[Items from a dataset]
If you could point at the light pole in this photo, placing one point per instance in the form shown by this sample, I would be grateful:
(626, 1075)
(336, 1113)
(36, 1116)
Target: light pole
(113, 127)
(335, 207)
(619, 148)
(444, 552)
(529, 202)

▶ _Your goal_
Every entry above must be copied exactly.

▶ _Response to the exercise_
If you could point at the light pole in this photo, placing one point per instance in the form shown by this sample, I would be grateful:
(626, 1075)
(336, 1113)
(36, 1116)
Target: light pole
(113, 127)
(335, 207)
(619, 148)
(444, 552)
(529, 202)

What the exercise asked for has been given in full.